Records drawn from a dataset:
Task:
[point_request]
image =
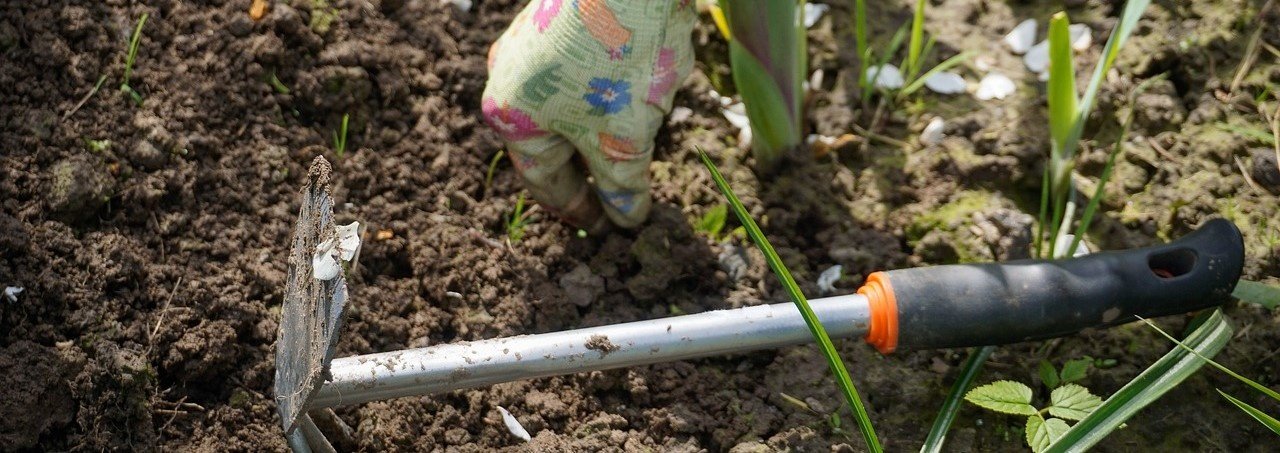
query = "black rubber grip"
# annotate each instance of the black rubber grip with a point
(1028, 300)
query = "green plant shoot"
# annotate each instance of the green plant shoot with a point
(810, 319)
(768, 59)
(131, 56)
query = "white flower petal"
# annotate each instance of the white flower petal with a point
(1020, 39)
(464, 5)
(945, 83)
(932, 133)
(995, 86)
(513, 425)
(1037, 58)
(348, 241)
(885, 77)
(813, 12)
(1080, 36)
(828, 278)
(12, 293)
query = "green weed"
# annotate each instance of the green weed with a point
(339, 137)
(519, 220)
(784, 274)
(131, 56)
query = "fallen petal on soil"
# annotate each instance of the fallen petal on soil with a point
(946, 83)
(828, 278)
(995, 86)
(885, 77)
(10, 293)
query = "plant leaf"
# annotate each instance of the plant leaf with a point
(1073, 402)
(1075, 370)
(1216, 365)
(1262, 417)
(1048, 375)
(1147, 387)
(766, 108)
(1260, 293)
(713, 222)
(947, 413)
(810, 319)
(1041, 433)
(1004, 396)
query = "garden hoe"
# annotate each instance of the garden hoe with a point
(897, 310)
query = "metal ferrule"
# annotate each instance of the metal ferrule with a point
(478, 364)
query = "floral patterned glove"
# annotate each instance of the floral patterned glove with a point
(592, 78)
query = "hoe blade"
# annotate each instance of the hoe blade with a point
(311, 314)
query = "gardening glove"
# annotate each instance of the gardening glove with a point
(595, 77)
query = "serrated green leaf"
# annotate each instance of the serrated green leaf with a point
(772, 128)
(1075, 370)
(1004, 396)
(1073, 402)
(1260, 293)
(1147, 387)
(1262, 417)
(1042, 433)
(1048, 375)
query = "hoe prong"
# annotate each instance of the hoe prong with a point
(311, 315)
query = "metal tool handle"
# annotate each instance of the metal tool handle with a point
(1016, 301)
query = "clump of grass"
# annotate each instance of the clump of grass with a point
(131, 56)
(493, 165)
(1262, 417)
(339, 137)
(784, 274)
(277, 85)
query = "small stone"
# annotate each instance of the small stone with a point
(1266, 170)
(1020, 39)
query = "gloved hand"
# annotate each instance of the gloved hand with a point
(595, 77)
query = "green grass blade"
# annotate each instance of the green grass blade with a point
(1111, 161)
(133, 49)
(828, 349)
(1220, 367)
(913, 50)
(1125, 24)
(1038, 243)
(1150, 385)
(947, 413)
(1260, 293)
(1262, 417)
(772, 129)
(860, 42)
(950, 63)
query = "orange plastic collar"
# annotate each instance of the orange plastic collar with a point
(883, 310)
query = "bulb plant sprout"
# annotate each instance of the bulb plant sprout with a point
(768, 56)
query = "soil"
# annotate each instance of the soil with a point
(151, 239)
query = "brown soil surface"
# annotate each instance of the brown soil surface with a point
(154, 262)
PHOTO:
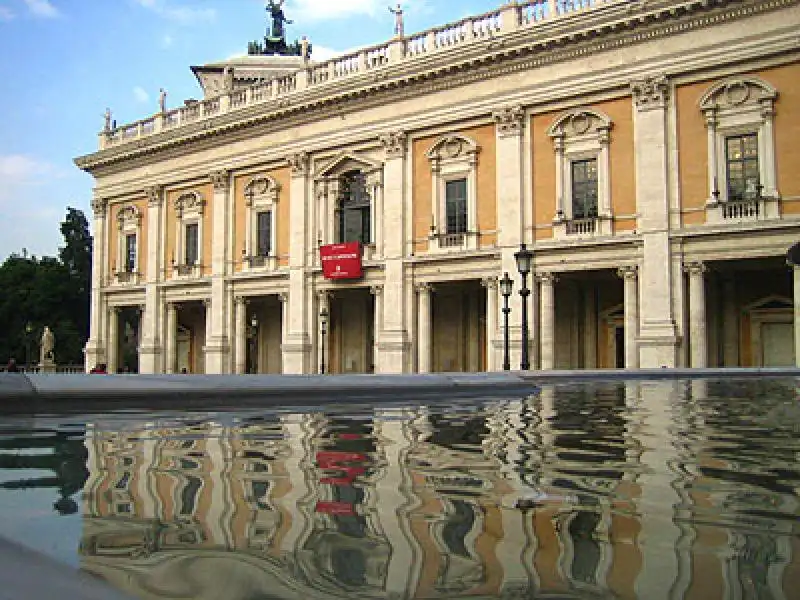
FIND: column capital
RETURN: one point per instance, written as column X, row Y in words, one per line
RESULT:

WHAT YOU ARE ASKED TO DO: Omitting all pictures, reproduce the records above in their entirety.

RESPONSE AREA:
Task:
[point_request]
image =
query = "black rubber grip"
# annotate each instance of the black rubber grip with a point
(1028, 300)
query = "green plant shoot"
# annotate each instance of the green plant shoot with a point
(810, 319)
(768, 59)
(131, 56)
query = "white flower petal"
# annotate each instance of the white flower petal with a point
(1020, 39)
(464, 5)
(945, 83)
(932, 133)
(995, 86)
(513, 425)
(1037, 58)
(348, 241)
(885, 77)
(813, 12)
(1080, 36)
(828, 278)
(12, 293)
query = "green weed"
# annotate each instance of the green weed with a point
(339, 137)
(519, 220)
(784, 274)
(131, 56)
query = "fallen petal on soil"
# annotate each instance of the fallen petal on soil with a point
(946, 83)
(828, 278)
(995, 86)
(885, 77)
(10, 293)
query = "plant leaf"
# annotate each instance of the plant leaf with a point
(1073, 402)
(1075, 370)
(1216, 365)
(1262, 417)
(1048, 375)
(1147, 387)
(766, 108)
(1260, 293)
(713, 222)
(947, 413)
(810, 319)
(1041, 433)
(1004, 396)
query = "garden hoe"
# annotate each instance of the garden hoe with a point
(897, 310)
query = "metal ferrule"
# annotate each instance of the metal ferrule with a point
(478, 364)
query = "floral patterned glove"
# annotate each instance of the floral patterned glove with a point
(592, 78)
query = "hoe blade"
# annotate each instance of the hoe blade with a point
(311, 314)
query = "gardening glove"
# annotate each instance of the gardening glove with a point
(595, 77)
query = "serrated green leaf"
# annotate each instance of the serrated green leaf with a point
(772, 128)
(1075, 370)
(1004, 396)
(1073, 402)
(1260, 293)
(1147, 387)
(1262, 417)
(1042, 433)
(1048, 375)
query = "hoe prong"
# annotate each instance of the hoe prong with a point
(311, 315)
query = "metal tool handle"
# annotate each instance of the metal tool handle with a point
(1016, 301)
query = "clump of grass"
# annotate each instance of the clump of grass with a point
(131, 56)
(493, 165)
(1262, 417)
(339, 137)
(784, 274)
(277, 85)
query = "small stone"
# annotate each instance of the small stone with a point
(1266, 170)
(1020, 39)
query = "gloved hand"
# annotate each instance of the gloved hand with a point
(595, 77)
query = "green grass blade"
# annotate each instance of the green grass blade with a point
(1111, 161)
(133, 49)
(828, 349)
(1220, 367)
(913, 50)
(1125, 24)
(1038, 243)
(1150, 385)
(947, 413)
(1260, 293)
(1262, 417)
(772, 129)
(860, 42)
(950, 63)
query = "orange plastic collar"
# annotate each instance of the orange plastic collar with a point
(883, 310)
query = "bulb plant sprout"
# annotate each instance of the bulb plant sprout with a point
(768, 56)
query = "soil"
# annotate each instance of the soil with a point
(151, 239)
query = "brown soil surface"
# annotate each instance of the brown soil surface with a point
(154, 262)
PHOTO:
FIND: column capital
RETURN: one point per instance, written as column X, row Y in words, one per line
RESULT:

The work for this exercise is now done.